44Bien qu’il soit difficile d’apprécier le degré de sincérité de l’émotion qu’il a exprimée dans la tirade qui clôt la scène 3 de l’acte IV (v. 1361-1388), Phocas, à l’instar Héraclius, à l’instar du vrai Martian, se trouve empêché dans ses mouvements par l’intrication voulue par Léontine des fils qu’elle a actionnés jusqu’alors et elle peut s’en féliciter dans la scène suivante. S’en prendre à Léontine, ce serait au reste se condamner à une éternelle ignorance.

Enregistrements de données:
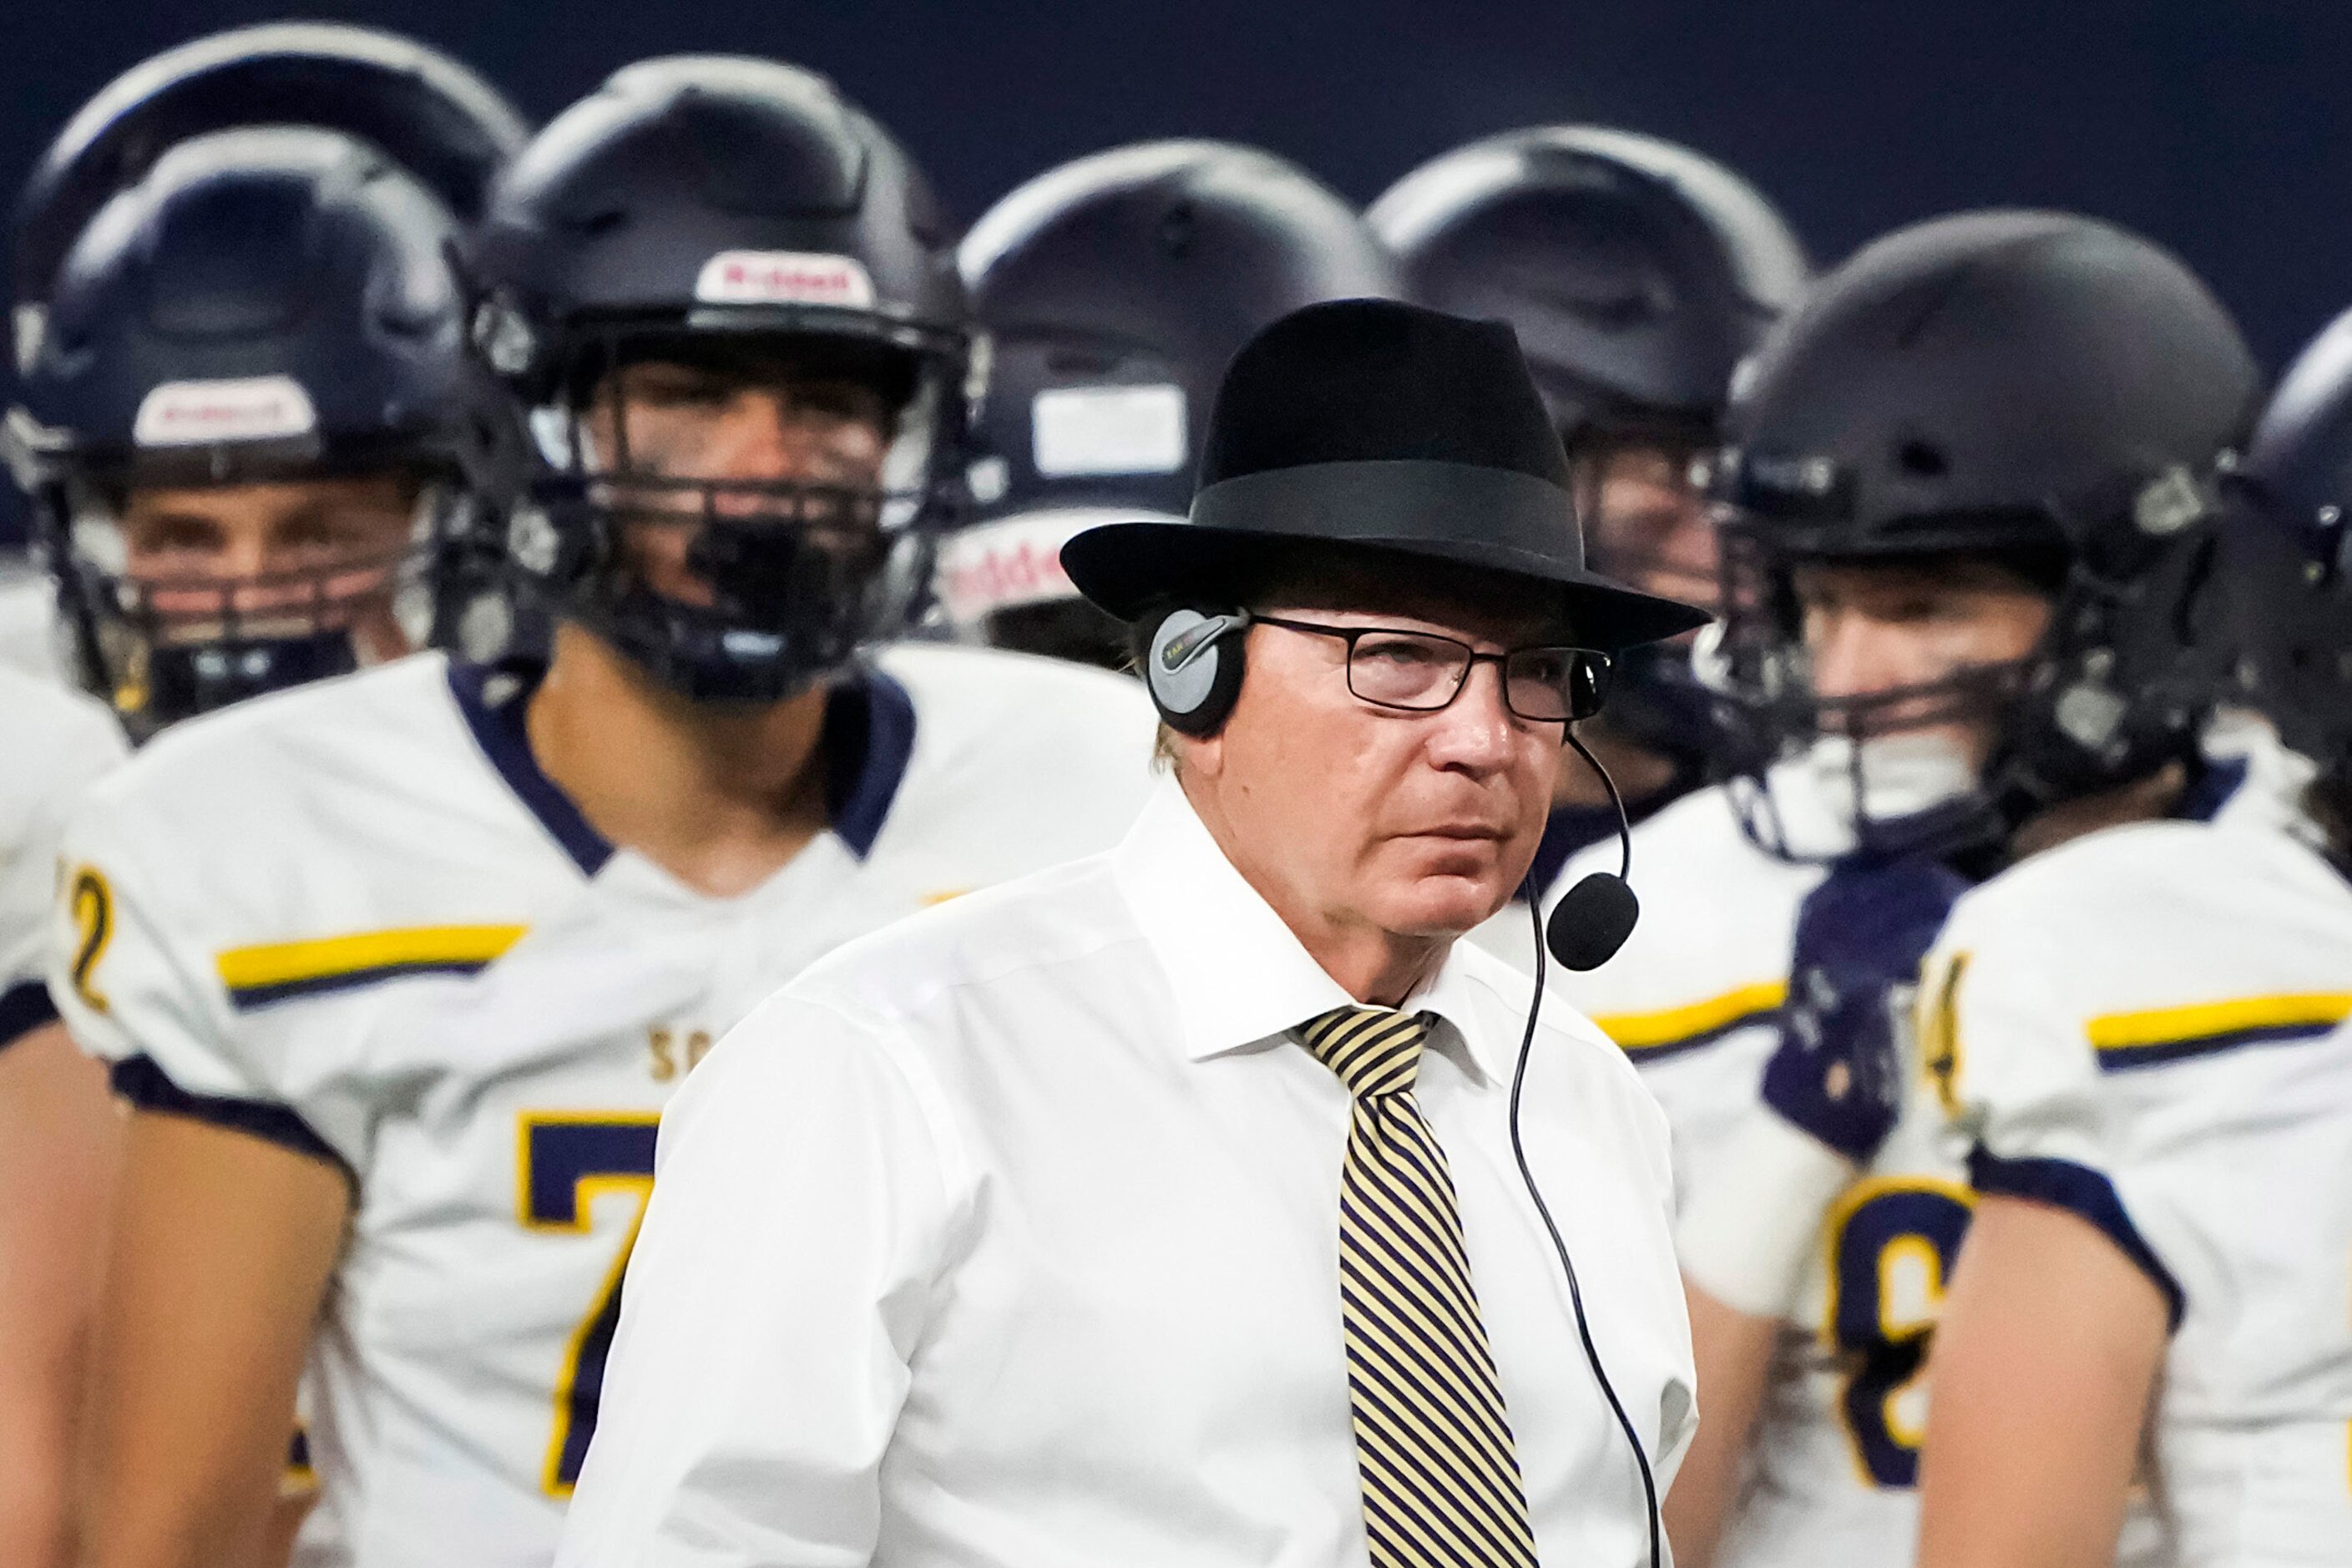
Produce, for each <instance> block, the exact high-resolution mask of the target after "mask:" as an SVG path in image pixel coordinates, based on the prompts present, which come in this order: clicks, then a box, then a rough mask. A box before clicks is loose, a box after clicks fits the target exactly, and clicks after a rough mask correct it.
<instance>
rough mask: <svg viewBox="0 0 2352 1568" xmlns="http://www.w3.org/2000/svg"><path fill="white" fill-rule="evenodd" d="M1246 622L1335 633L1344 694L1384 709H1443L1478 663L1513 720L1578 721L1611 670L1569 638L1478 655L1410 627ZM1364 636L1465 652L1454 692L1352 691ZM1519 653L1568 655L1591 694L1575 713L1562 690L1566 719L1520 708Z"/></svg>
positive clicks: (1460, 644) (1593, 655) (1256, 618)
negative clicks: (1346, 653)
mask: <svg viewBox="0 0 2352 1568" xmlns="http://www.w3.org/2000/svg"><path fill="white" fill-rule="evenodd" d="M1249 623H1251V625H1279V628H1282V630H1287V632H1308V635H1312V637H1338V639H1341V642H1345V644H1348V663H1345V670H1348V696H1352V698H1355V701H1359V703H1371V705H1374V708H1388V710H1390V712H1444V710H1446V708H1451V705H1454V703H1456V701H1461V693H1463V689H1468V686H1470V672H1472V670H1477V668H1479V665H1494V672H1496V679H1498V682H1501V686H1503V708H1505V712H1510V715H1512V717H1515V719H1524V722H1526V724H1576V722H1578V719H1590V717H1592V715H1597V712H1599V710H1602V705H1604V701H1606V696H1609V670H1611V668H1613V661H1611V658H1609V654H1604V651H1602V649H1581V646H1576V644H1569V642H1538V644H1529V646H1524V649H1503V651H1501V654H1479V651H1477V649H1475V646H1470V644H1468V642H1463V639H1461V637H1446V635H1444V632H1423V630H1414V628H1409V625H1322V623H1317V621H1291V618H1287V616H1258V614H1251V616H1249ZM1364 637H1418V639H1421V642H1442V644H1446V646H1456V649H1461V651H1463V665H1461V675H1458V677H1456V679H1454V691H1449V693H1446V698H1444V701H1442V703H1428V705H1416V703H1385V701H1381V698H1376V696H1364V693H1362V691H1357V689H1355V644H1357V642H1359V639H1364ZM1522 654H1569V656H1571V658H1569V663H1571V665H1573V668H1576V670H1583V672H1585V675H1588V677H1590V682H1588V684H1585V689H1588V691H1590V693H1592V696H1590V703H1588V705H1585V708H1583V710H1581V712H1578V703H1576V691H1573V689H1571V691H1566V693H1564V696H1566V708H1569V715H1566V717H1555V715H1531V712H1522V710H1519V708H1517V705H1512V701H1510V661H1512V658H1519V656H1522Z"/></svg>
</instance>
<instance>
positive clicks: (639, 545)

▶ _Consigne_
Extrayez du texte de lecture le passage qui commence à « 44Bien qu’il soit » et se termine à « une éternelle ignorance. ».

▶ _Corrigé_
44Bien qu’il soit difficile d’apprécier le degré de sincérité de l’émotion qu’il a exprimée dans la tirade qui clôt la scène 3 de l’acte IV (v. 1361-1388), Phocas, à l’instar Héraclius, à l’instar du vrai Martian, se trouve empêché dans ses mouvements par l’intrication voulue par Léontine des fils qu’elle a actionnés jusqu’alors et elle peut s’en féliciter dans la scène suivante. S’en prendre à Léontine, ce serait au reste se condamner à une éternelle ignorance.